Sea squirts are rounded or cylindrical animals ranging from about 0.5 to 10 cm (0.2 to 4 in) in size. One end of the body is always firmly fixed to rock, coral, or some similar solid surface. The lower surface is pitted or ridged, and in some species has root-like extensions that help the animal grip onto the surface. The body wall is covered by a smooth thick tunic, which is often quite rigid. The tunic consists of a cellulose-like substance called tunicin along with proteins and calcium salts. Unlike the shells of mollusks, the tunic is composed of living tissue, and often has its own blood supply. In some colonial species, the tunics of adjacent individuals are fused into a single structure.
This marine invertebrate commonly known as Ascidians are characterized by tough outer tunic and are filter feeders. These animals are found all over the world usually in shallows, they are sessile which means they are firmly attached to substratum, such as rocks and shells. As seen above they are attached to a tube-like coral just near to sea anemones or coral reef systems.

*Exercises to complete*.
(1) Summarize the passage on sea squirts in two sentences.
(2) According to the sea squirt passage, what is the cellulose-like substance in the tunic called?
(3) Resume the passage about sea squirts, carrying it on from its final sentence.

Stored data entries
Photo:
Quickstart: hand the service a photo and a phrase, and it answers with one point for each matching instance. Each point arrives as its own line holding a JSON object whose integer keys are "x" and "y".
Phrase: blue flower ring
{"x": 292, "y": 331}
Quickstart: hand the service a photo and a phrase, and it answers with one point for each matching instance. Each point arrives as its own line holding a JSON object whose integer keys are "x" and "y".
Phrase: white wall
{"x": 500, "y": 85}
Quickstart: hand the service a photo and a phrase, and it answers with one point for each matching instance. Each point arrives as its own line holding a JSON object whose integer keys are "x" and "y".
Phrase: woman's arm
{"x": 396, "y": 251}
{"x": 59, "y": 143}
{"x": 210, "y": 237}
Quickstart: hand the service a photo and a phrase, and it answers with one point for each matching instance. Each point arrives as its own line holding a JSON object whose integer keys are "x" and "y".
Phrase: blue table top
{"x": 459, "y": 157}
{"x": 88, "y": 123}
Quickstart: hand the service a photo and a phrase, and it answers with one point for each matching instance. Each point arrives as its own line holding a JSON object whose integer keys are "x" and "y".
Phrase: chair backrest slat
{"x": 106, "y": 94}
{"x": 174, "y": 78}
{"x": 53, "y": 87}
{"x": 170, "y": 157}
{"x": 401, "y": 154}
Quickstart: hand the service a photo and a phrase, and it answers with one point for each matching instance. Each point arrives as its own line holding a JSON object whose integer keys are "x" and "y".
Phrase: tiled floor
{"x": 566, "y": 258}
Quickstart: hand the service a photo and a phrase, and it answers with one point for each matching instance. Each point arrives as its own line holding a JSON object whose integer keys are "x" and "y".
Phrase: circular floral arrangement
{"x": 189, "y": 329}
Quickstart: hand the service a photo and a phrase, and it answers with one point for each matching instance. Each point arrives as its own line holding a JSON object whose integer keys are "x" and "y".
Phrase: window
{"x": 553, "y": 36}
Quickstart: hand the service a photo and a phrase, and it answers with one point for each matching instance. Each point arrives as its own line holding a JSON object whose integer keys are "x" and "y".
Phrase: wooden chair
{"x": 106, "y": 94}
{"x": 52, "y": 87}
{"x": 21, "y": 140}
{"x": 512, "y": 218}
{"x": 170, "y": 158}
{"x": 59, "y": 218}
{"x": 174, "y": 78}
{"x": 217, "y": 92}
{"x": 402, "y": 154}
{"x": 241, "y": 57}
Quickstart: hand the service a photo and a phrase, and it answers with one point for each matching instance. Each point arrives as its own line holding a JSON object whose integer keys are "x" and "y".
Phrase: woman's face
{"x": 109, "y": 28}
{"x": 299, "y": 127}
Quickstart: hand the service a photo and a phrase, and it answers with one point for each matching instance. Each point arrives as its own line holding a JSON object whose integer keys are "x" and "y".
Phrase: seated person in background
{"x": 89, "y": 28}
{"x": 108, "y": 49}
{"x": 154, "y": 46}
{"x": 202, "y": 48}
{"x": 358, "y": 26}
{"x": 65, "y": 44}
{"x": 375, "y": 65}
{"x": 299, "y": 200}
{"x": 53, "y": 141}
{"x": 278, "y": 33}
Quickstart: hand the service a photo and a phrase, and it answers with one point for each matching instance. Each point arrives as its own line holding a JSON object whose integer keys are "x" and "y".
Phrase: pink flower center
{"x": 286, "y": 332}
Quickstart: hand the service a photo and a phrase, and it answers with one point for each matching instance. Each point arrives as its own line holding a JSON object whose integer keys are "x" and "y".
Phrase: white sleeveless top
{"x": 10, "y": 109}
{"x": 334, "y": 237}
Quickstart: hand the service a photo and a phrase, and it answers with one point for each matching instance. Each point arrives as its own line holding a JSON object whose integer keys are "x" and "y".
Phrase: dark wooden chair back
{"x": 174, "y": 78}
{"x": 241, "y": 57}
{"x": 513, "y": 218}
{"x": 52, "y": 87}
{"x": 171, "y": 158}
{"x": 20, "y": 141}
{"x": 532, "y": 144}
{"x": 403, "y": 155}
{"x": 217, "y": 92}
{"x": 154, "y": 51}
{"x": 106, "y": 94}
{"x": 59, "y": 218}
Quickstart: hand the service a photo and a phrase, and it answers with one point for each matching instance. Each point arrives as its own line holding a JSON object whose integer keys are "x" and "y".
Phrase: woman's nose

*Answers per task*.
(1) Sea squirts are rounded or cylindrical marine invertebrates, also called ascidians, that measure about 0.5 to 10 cm and are firmly fixed at one end to rock, coral, or another solid surface. Their body wall is covered by a thick, often rigid tunic made of tunicin, proteins, and calcium salts, and they are filter feeders found worldwide, usually in shallow water.

(2) Tunicin.

(3)
There are 2,300 species of ascidians and three main types: solitary ascidians, social ascidians that form clumped communities by attaching at their bases, and compound ascidians that consist of many small individuals (each individual is called a zooid) forming colonies up to several meters in diameter.
Some sea squirt produce a chemical called Ecteinascidin, a potential for pharmaceuticals! Sea invertebrates like sea squirt are subjects of research in medical laboratories for possible medicinal products.
We found this animal while diving in Siquijor, their colony was getting my attention and quickly snap the above photo!